The task:
Replace "stone step" with "stone stair" in the lines starting at the line containing "Reviewer note: make sure every instance of the stone wall" and ending at the line containing "Query: tall cypress tree", and leave the pictures out.

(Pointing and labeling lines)
•••

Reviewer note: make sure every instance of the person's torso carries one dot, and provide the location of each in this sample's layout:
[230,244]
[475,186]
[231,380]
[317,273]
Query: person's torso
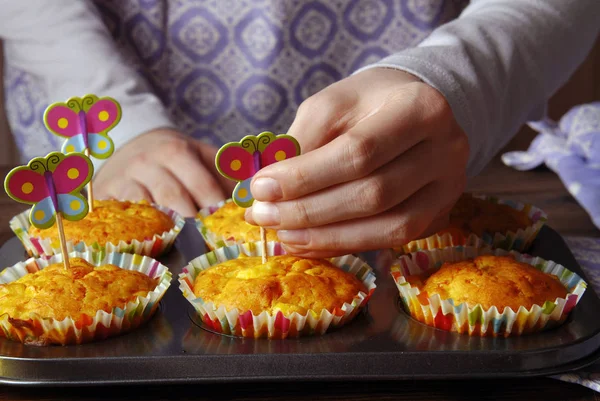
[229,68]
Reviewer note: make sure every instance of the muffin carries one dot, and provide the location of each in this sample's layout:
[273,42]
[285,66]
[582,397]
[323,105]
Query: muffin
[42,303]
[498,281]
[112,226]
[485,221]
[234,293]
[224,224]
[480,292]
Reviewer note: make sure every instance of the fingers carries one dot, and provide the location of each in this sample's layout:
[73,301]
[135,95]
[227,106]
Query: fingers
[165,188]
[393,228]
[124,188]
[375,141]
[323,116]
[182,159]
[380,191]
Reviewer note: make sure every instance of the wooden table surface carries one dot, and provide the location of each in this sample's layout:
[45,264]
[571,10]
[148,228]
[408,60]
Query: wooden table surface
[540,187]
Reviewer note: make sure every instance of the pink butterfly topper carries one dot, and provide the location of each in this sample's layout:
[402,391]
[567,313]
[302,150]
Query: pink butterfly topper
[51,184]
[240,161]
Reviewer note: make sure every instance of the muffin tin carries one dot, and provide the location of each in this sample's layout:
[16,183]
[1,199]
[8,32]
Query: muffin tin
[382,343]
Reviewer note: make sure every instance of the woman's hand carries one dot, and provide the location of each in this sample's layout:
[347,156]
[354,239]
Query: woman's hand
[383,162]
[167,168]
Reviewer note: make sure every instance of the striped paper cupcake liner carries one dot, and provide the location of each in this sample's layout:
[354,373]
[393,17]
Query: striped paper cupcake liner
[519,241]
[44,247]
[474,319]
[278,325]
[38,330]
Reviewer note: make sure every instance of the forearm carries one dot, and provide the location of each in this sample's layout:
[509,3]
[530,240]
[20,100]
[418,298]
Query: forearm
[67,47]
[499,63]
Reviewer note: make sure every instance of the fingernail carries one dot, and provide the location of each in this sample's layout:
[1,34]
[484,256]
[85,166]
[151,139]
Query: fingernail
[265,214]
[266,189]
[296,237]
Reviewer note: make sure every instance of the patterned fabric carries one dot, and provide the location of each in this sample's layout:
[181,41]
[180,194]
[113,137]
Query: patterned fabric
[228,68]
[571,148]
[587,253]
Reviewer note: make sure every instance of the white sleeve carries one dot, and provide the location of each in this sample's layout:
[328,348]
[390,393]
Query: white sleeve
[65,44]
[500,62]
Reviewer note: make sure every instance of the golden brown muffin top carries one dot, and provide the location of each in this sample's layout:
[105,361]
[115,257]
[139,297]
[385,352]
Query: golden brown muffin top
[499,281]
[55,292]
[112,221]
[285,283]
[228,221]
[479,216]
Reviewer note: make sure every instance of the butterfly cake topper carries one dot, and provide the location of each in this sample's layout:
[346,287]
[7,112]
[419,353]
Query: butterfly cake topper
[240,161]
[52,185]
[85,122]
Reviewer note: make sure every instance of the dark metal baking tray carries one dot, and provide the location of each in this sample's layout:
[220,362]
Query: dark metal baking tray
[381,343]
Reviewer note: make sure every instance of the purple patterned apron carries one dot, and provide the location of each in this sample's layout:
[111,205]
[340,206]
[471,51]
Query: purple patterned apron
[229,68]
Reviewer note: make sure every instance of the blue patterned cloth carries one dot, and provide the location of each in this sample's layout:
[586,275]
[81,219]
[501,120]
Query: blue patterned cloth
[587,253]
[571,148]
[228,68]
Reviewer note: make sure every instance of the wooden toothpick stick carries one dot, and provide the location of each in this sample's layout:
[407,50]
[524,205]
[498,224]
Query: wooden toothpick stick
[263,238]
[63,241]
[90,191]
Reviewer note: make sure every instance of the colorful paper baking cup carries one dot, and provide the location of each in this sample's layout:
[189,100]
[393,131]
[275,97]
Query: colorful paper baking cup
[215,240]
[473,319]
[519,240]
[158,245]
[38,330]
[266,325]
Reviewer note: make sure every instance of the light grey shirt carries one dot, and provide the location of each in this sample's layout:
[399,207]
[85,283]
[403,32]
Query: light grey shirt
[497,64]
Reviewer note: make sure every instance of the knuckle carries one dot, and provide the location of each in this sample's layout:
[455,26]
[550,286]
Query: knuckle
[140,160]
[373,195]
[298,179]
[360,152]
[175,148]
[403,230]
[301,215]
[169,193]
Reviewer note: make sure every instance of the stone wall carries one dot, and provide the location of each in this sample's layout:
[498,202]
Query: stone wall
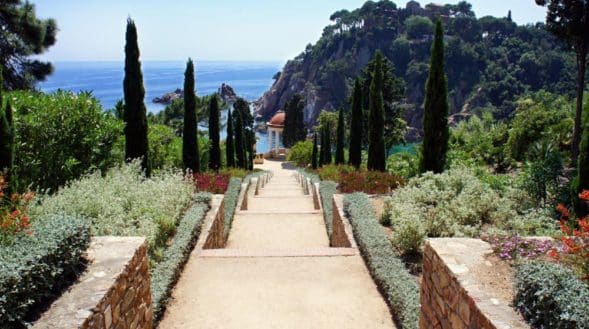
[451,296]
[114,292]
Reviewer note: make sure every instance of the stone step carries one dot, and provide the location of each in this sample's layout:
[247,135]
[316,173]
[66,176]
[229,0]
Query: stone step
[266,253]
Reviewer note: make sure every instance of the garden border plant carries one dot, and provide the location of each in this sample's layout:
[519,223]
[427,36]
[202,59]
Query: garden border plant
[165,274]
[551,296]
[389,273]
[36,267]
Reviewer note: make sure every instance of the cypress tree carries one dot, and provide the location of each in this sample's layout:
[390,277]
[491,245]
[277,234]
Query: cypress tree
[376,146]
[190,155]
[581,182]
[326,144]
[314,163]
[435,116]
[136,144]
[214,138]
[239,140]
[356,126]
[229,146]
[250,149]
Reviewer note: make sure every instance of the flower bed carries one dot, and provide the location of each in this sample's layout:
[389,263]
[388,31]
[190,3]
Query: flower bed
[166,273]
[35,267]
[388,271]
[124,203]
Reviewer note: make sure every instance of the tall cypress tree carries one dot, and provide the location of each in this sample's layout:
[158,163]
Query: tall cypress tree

•••

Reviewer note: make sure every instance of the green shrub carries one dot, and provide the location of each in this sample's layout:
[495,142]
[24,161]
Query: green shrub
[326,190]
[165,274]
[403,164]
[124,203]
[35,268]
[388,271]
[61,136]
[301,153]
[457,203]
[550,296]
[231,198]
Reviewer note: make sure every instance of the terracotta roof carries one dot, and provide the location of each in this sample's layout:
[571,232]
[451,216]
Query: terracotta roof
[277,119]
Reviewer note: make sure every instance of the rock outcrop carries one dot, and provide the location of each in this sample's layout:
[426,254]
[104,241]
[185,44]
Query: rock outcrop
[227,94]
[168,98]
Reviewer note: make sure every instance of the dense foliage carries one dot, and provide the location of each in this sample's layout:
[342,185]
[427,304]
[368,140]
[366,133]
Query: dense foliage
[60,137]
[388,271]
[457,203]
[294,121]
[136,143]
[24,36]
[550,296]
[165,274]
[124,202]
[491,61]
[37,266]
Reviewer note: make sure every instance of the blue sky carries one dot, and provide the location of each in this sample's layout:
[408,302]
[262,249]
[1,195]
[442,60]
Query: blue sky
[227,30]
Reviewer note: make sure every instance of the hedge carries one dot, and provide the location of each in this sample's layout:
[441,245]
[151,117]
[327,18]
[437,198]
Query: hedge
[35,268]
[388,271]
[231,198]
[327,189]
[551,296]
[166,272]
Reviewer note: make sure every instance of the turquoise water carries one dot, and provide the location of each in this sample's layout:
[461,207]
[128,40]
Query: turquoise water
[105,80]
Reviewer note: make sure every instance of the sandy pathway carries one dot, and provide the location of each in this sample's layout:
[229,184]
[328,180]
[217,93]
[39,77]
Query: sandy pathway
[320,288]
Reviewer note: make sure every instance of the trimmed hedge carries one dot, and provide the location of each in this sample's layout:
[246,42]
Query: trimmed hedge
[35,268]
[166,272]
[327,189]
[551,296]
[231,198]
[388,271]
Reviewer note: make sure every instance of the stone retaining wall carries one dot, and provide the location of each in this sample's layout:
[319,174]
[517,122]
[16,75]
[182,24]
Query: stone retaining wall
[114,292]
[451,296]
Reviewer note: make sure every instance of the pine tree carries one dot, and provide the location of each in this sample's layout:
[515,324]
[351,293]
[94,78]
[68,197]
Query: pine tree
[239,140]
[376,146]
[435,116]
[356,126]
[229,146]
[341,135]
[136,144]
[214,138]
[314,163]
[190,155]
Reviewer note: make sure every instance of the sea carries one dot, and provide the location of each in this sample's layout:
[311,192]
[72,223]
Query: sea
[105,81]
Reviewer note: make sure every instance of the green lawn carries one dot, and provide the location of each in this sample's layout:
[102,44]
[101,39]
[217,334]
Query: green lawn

•••

Result for this task:
Reviewer note: make sure every instance of the stone wall carries one dot, and provide the location of each in this sample's layout:
[498,202]
Query: stone wall
[451,296]
[114,292]
Reviewer note: make sure every instance of the stone stair carries one dot, and provide the location of each in this sample's layout:
[247,135]
[316,173]
[66,176]
[229,0]
Query: stone stair
[266,253]
Reviewer note: make sure every instance of the garden border plant carries one dot, and provide the location of each in this sample's layout:
[519,223]
[427,36]
[202,59]
Query: garden border plant
[165,274]
[551,296]
[389,273]
[36,267]
Reviewer note: make sure every instance of the cypress tree carries one dot, and provide the location of each in this sample's layout:
[390,277]
[491,245]
[277,234]
Query: cypress tree
[376,146]
[190,155]
[581,182]
[326,144]
[314,163]
[435,116]
[136,144]
[214,138]
[239,140]
[356,126]
[229,146]
[250,149]
Reviewer note: make sure every instance of the flower bed carries one dot, and provide the location of each in this sample's layout:
[389,263]
[388,31]
[190,3]
Query: flower bed
[166,273]
[35,267]
[388,271]
[124,203]
Reviewer note: make sure every instance of the tall cypress tree carries one dot, and provide the location of each in this sample's layout:
[158,163]
Query: tall cypress tree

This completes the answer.